PASSAGE TO READ.
# Axiogame and electroworldshop and



## ch4chi (May 15, 2019)

Hi all,

Apologies if it's in the wrong section but I'm after some recent reviews or feedback of either axiogame or electroworldshop websites. I'm looking to purchase sx os and both have it avaialble at the cheapest price I can find, past reviews were bit hit and miss so anyone had any recent delaings with them and how were your experiences.

Thanks in advance.


----------



## Deleted User (May 15, 2019)

I've used axiogame a few times

They are really slow with their turnaround but most of these sites are unfortunately


----------



## ch4chi (May 15, 2019)

That seems to be the main gripe with them, I was hoping they may have improved.


----------



## Deleted User (May 15, 2019)

ch4chi said:


> That seems to be the main gripe with them, I was hoping they may have improved.


They most likely won't as they don't really have competition that knows what they are doing


----------



## Paulsar99 (May 15, 2019)

Avoid axiogames. I'm getting random transactions on my card that I didn't made after buying my sxos there. It's a good thing I was using a prepaid card on that site, if not who knows how much of my money they could have easily stolen from me.


----------



## ch4chi (May 15, 2019)

That's worrying!

--------------------- MERGED ---------------------------

How about a French company named stargame3ds.c o m? Again they are listed as an official reseller and are currently selling the sx os for €23.50

A bit odd however as on the sx os official website they're named STARGATE3DS . online but when you clock the link it takes you to stargame3ds .c o m


----------



## tomi1578 (May 15, 2019)

just wait for atmos emunand


----------



## ch4chi (May 15, 2019)

tomi1578 said:


> just wait for atmos emunand



Is that a new version of atmosphere? Do you know when its due to be released?


----------



## larrypretty (May 16, 2019)

ch4chi said:


> Hi all,
> 
> Apologies if it's in the wrong section but I'm after some recent reviews or feedback of either axiogame or electroworldshop websites. I'm looking to purchase sx os and both have it avaialble at the cheapest price I can find, past reviews were bit hit and miss so anyone had any recent delaings with them and how were your experiences.
> 
> Thanks in advance.


They are basically the cheapest sites, but they are too slow to send you the code, I ordered from them when SXOS first came out, but got the code around 10 hours later. Then I found the Selly.gg supported by https://www.mod3dscard.com/ , price is much higher $31.2, but got the code immediately after sending money them via paypal.


----------



## tomi1578 (May 16, 2019)

ch4chi said:


> Is that a new version of atmosphere? Do you know when its due to be released?


probably this month


----------



## A5star (May 24, 2019)

Ive used axiogame before, delivery is abit slow but price is cheap.


----------



## Deleted User (May 24, 2019)

ch4chi said:


> Hi all,
> 
> Apologies if it's in the wrong section but I'm after some recent reviews or feedback of either axiogame or electroworldshop websites. I'm looking to purchase sx os and both have it avaialble at the cheapest price I can find, past reviews were bit hit and miss so anyone had any recent delaings with them and how were your experiences.
> 
> Thanks in advance.




Ebay has instant delivery but 29.99


----------

EXERCISE TASK 1.
Filter the records below down to the lines that contain the string "belt", and copy each such line.

Stored items from a collection:
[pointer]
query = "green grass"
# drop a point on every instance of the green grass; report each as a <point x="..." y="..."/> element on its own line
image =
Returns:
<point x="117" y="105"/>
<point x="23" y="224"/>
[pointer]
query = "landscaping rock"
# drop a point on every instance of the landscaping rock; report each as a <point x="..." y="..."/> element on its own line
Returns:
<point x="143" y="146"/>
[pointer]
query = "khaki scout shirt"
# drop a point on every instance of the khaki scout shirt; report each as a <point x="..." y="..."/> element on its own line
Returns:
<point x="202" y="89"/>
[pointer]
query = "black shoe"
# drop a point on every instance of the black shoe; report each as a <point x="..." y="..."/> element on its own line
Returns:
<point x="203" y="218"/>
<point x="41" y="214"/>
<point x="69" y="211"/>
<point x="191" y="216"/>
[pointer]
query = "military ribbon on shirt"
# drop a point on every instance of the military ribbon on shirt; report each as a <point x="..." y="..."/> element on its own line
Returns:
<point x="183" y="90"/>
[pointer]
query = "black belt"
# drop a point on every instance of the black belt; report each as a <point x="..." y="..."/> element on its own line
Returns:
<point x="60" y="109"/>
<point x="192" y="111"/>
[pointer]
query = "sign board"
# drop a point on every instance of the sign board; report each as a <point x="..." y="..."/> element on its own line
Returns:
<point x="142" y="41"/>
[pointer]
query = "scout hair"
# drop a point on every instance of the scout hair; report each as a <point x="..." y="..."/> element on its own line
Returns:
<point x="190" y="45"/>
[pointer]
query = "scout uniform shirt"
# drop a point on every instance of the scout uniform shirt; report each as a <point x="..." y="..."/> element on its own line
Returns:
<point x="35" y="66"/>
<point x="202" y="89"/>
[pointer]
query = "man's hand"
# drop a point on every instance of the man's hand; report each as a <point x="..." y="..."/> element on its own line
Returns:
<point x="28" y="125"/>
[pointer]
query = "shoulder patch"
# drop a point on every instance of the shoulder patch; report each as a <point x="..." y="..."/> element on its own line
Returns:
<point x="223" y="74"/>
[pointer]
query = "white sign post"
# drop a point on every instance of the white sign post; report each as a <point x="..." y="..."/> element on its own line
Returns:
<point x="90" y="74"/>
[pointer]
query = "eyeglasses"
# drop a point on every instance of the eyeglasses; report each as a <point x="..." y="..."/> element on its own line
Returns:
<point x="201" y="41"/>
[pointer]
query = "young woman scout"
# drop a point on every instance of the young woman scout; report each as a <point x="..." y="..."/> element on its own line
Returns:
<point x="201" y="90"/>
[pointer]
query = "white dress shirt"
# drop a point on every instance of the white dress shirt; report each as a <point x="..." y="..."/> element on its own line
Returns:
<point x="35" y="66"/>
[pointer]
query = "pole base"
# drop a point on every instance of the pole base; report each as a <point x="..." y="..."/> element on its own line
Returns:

EXERCISE TASK 2.
In the forum thread on SX OS sellers above, how long after ordering did larrypretty get the code from the cheapest sites?

EXERCISE SOLUTION 1.
query = "black belt"
# drop a point on every instance of the black belt; report each as a <point x="..." y="..."/> element on its own line

EXERCISE SOLUTION 2.
Around 10 hours later.